**PROBLEM TO SOLVE:** Transcribe the listing below verbatim, reproducing every line in its original order and form, but omit the pictures from your transcription.

— Begin —

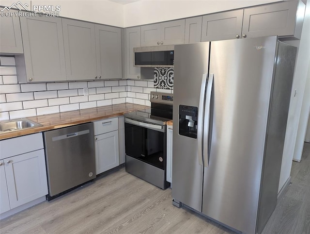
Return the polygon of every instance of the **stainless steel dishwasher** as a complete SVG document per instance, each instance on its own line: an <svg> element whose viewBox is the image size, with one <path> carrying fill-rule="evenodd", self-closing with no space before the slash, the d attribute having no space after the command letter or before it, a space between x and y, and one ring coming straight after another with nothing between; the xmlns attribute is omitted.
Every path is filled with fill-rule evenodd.
<svg viewBox="0 0 310 234"><path fill-rule="evenodd" d="M44 136L49 201L96 177L93 123L46 131Z"/></svg>

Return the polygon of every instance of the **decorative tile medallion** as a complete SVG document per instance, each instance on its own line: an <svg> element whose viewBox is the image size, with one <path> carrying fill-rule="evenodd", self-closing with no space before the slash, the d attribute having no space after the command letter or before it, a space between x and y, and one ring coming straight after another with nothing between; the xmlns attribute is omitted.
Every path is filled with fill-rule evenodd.
<svg viewBox="0 0 310 234"><path fill-rule="evenodd" d="M154 88L163 89L173 89L173 68L172 67L155 67Z"/></svg>

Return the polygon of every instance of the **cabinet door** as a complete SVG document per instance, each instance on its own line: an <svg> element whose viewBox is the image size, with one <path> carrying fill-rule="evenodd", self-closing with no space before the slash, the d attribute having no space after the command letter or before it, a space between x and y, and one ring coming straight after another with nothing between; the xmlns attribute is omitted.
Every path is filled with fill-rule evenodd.
<svg viewBox="0 0 310 234"><path fill-rule="evenodd" d="M62 19L67 80L94 80L97 76L94 24Z"/></svg>
<svg viewBox="0 0 310 234"><path fill-rule="evenodd" d="M185 19L161 24L161 45L184 44Z"/></svg>
<svg viewBox="0 0 310 234"><path fill-rule="evenodd" d="M0 7L0 9L2 9ZM4 10L3 12L7 12ZM10 10L10 12L16 13L17 11ZM14 15L12 17L0 17L0 53L23 53L18 17Z"/></svg>
<svg viewBox="0 0 310 234"><path fill-rule="evenodd" d="M171 126L167 126L166 180L172 182L172 132Z"/></svg>
<svg viewBox="0 0 310 234"><path fill-rule="evenodd" d="M20 18L27 80L66 80L62 19Z"/></svg>
<svg viewBox="0 0 310 234"><path fill-rule="evenodd" d="M122 78L121 29L95 25L98 78Z"/></svg>
<svg viewBox="0 0 310 234"><path fill-rule="evenodd" d="M299 1L287 1L245 9L243 34L247 37L294 36Z"/></svg>
<svg viewBox="0 0 310 234"><path fill-rule="evenodd" d="M236 39L241 37L243 10L202 17L202 41Z"/></svg>
<svg viewBox="0 0 310 234"><path fill-rule="evenodd" d="M160 45L161 24L141 26L141 46Z"/></svg>
<svg viewBox="0 0 310 234"><path fill-rule="evenodd" d="M185 19L185 43L200 42L202 23L201 16Z"/></svg>
<svg viewBox="0 0 310 234"><path fill-rule="evenodd" d="M4 160L11 209L48 193L44 150Z"/></svg>
<svg viewBox="0 0 310 234"><path fill-rule="evenodd" d="M118 131L95 137L96 174L98 175L120 165Z"/></svg>
<svg viewBox="0 0 310 234"><path fill-rule="evenodd" d="M126 63L126 78L140 79L140 67L134 67L134 52L135 47L141 46L140 27L125 29L125 63Z"/></svg>
<svg viewBox="0 0 310 234"><path fill-rule="evenodd" d="M10 210L10 201L6 185L3 160L0 160L0 214Z"/></svg>

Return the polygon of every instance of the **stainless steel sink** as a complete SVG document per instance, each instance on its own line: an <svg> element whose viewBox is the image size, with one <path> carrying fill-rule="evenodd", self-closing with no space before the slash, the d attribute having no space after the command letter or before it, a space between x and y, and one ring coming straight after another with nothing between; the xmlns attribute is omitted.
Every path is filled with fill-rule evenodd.
<svg viewBox="0 0 310 234"><path fill-rule="evenodd" d="M42 126L41 124L27 118L19 118L0 122L0 134Z"/></svg>

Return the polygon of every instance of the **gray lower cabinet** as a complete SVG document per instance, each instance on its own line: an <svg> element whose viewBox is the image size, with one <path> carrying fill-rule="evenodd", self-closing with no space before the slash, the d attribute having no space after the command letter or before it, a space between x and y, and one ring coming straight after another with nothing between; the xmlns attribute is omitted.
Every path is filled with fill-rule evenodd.
<svg viewBox="0 0 310 234"><path fill-rule="evenodd" d="M26 72L21 82L66 80L62 19L57 17L21 17Z"/></svg>
<svg viewBox="0 0 310 234"><path fill-rule="evenodd" d="M124 76L126 79L140 79L140 67L134 66L133 48L141 46L140 27L125 29Z"/></svg>
<svg viewBox="0 0 310 234"><path fill-rule="evenodd" d="M184 44L185 19L141 26L141 46Z"/></svg>
<svg viewBox="0 0 310 234"><path fill-rule="evenodd" d="M0 9L3 8L0 7ZM17 11L10 10L10 12ZM2 13L2 12L1 12ZM4 10L3 12L8 12ZM22 54L23 42L18 16L0 17L0 53Z"/></svg>
<svg viewBox="0 0 310 234"><path fill-rule="evenodd" d="M97 73L98 79L121 79L121 28L95 25Z"/></svg>
<svg viewBox="0 0 310 234"><path fill-rule="evenodd" d="M95 134L96 174L120 165L118 119L113 118L93 122Z"/></svg>
<svg viewBox="0 0 310 234"><path fill-rule="evenodd" d="M185 43L200 42L202 17L185 19Z"/></svg>
<svg viewBox="0 0 310 234"><path fill-rule="evenodd" d="M45 199L47 181L42 133L3 140L0 147L0 213Z"/></svg>
<svg viewBox="0 0 310 234"><path fill-rule="evenodd" d="M301 0L246 8L242 34L247 37L277 35L300 39L305 9Z"/></svg>
<svg viewBox="0 0 310 234"><path fill-rule="evenodd" d="M228 40L240 37L243 17L243 10L203 16L201 41Z"/></svg>
<svg viewBox="0 0 310 234"><path fill-rule="evenodd" d="M95 25L62 19L67 80L97 78Z"/></svg>

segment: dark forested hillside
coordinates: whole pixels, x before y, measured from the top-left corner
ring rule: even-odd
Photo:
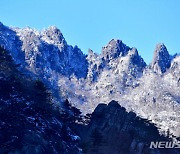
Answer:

— End —

**CORRECT ANSWER:**
Return the polygon of every instance of the **stainless steel dishwasher** as a complete SVG document per instance, each instance on its own line: an <svg> element whose viewBox is the image size, with one <path> carrying fill-rule="evenodd", self-closing with no space before the slash, the d attribute having no space after the command letter or before it, a space between x and y, and one ring coming straight after another with nothing between; the xmlns attribute is omitted.
Every path is filled with fill-rule evenodd.
<svg viewBox="0 0 310 234"><path fill-rule="evenodd" d="M44 136L49 201L96 177L93 123L46 131Z"/></svg>

Return the polygon of every instance of the **decorative tile medallion** as a complete SVG document per instance, each instance on its own line: an <svg> element whose viewBox is the image size, with one <path> carrying fill-rule="evenodd", self-closing with no space before the slash, the d attribute having no space after the command letter or before it, a space between x and y, and one ring coming straight after another with nothing between; the xmlns attribute is omitted.
Every path is filled with fill-rule evenodd.
<svg viewBox="0 0 310 234"><path fill-rule="evenodd" d="M154 88L163 89L173 89L173 68L172 67L155 67Z"/></svg>

Return the polygon of every instance of the **cabinet door** as a complete SVG document per instance, each instance on its own line: an <svg> element whose viewBox is the image size, with one <path> carrying fill-rule="evenodd", self-closing with no space before the slash, the d attribute having no space after the command letter or before it, a space between x and y, and one ring coming straight after another with nothing between; the xmlns attribute is omitted.
Every path is filled with fill-rule evenodd.
<svg viewBox="0 0 310 234"><path fill-rule="evenodd" d="M62 19L67 80L94 80L97 76L94 24Z"/></svg>
<svg viewBox="0 0 310 234"><path fill-rule="evenodd" d="M185 19L161 24L161 45L184 44Z"/></svg>
<svg viewBox="0 0 310 234"><path fill-rule="evenodd" d="M0 7L0 9L2 9ZM4 10L3 12L7 12ZM10 10L10 12L16 13L17 11ZM14 15L12 17L0 17L0 53L23 53L18 17Z"/></svg>
<svg viewBox="0 0 310 234"><path fill-rule="evenodd" d="M171 126L167 126L166 180L172 182L172 132Z"/></svg>
<svg viewBox="0 0 310 234"><path fill-rule="evenodd" d="M20 18L27 80L66 80L62 19Z"/></svg>
<svg viewBox="0 0 310 234"><path fill-rule="evenodd" d="M122 78L121 29L95 25L98 78Z"/></svg>
<svg viewBox="0 0 310 234"><path fill-rule="evenodd" d="M299 1L287 1L245 9L243 34L247 37L294 36Z"/></svg>
<svg viewBox="0 0 310 234"><path fill-rule="evenodd" d="M236 39L241 37L243 10L202 17L202 41Z"/></svg>
<svg viewBox="0 0 310 234"><path fill-rule="evenodd" d="M160 45L161 24L141 26L141 46Z"/></svg>
<svg viewBox="0 0 310 234"><path fill-rule="evenodd" d="M185 19L185 43L200 42L202 23L201 16Z"/></svg>
<svg viewBox="0 0 310 234"><path fill-rule="evenodd" d="M4 160L11 209L48 193L44 150Z"/></svg>
<svg viewBox="0 0 310 234"><path fill-rule="evenodd" d="M118 131L95 137L96 174L98 175L120 165Z"/></svg>
<svg viewBox="0 0 310 234"><path fill-rule="evenodd" d="M126 63L126 78L140 79L140 67L134 67L134 52L135 47L141 46L140 27L125 29L125 63Z"/></svg>
<svg viewBox="0 0 310 234"><path fill-rule="evenodd" d="M10 210L10 201L6 185L3 160L0 160L0 214Z"/></svg>

Return the polygon of every instance of the **stainless steel sink** as a complete SVG document per instance, each instance on its own line: an <svg> element whose viewBox is the image size, with one <path> carrying fill-rule="evenodd", self-closing with no space before the slash, the d attribute having no space after the command letter or before it, a space between x and y, and one ring coming straight after another with nothing between; the xmlns attribute is omitted.
Every path is filled with fill-rule evenodd.
<svg viewBox="0 0 310 234"><path fill-rule="evenodd" d="M42 126L41 124L27 118L19 118L0 122L0 134Z"/></svg>

Return the polygon of every instance of the **gray lower cabinet** as a complete SVG document per instance, each instance on its own line: an <svg> element whose viewBox is the image size, with one <path> carrying fill-rule="evenodd", self-closing with no space before the slash, the d attribute having no space after the command letter or before it, a space between x and y, and one ring coming straight after another with nothing between; the xmlns attribute is omitted.
Every path is filled with fill-rule evenodd.
<svg viewBox="0 0 310 234"><path fill-rule="evenodd" d="M26 72L21 82L66 80L62 19L57 17L21 17Z"/></svg>
<svg viewBox="0 0 310 234"><path fill-rule="evenodd" d="M124 76L126 79L140 79L140 67L134 66L133 48L141 46L140 27L125 29Z"/></svg>
<svg viewBox="0 0 310 234"><path fill-rule="evenodd" d="M184 44L185 19L141 26L141 46Z"/></svg>
<svg viewBox="0 0 310 234"><path fill-rule="evenodd" d="M0 9L3 8L0 7ZM17 11L10 10L10 12ZM2 13L2 12L1 12ZM4 10L3 12L8 12ZM22 54L23 42L18 16L0 17L0 53Z"/></svg>
<svg viewBox="0 0 310 234"><path fill-rule="evenodd" d="M97 73L98 79L121 79L121 28L95 25Z"/></svg>
<svg viewBox="0 0 310 234"><path fill-rule="evenodd" d="M95 134L96 174L120 165L118 119L113 118L93 122Z"/></svg>
<svg viewBox="0 0 310 234"><path fill-rule="evenodd" d="M185 43L200 42L202 17L185 19Z"/></svg>
<svg viewBox="0 0 310 234"><path fill-rule="evenodd" d="M45 199L47 181L42 133L3 140L0 147L0 213Z"/></svg>
<svg viewBox="0 0 310 234"><path fill-rule="evenodd" d="M301 0L246 8L242 34L247 37L277 35L300 39L305 9Z"/></svg>
<svg viewBox="0 0 310 234"><path fill-rule="evenodd" d="M228 40L240 37L243 17L243 10L203 16L201 41Z"/></svg>
<svg viewBox="0 0 310 234"><path fill-rule="evenodd" d="M95 25L62 19L67 80L97 78Z"/></svg>

segment: dark forested hillside
coordinates: whole pixels, x before y, measured from the top-left corner
ring rule: even-odd
Photo:
Answer:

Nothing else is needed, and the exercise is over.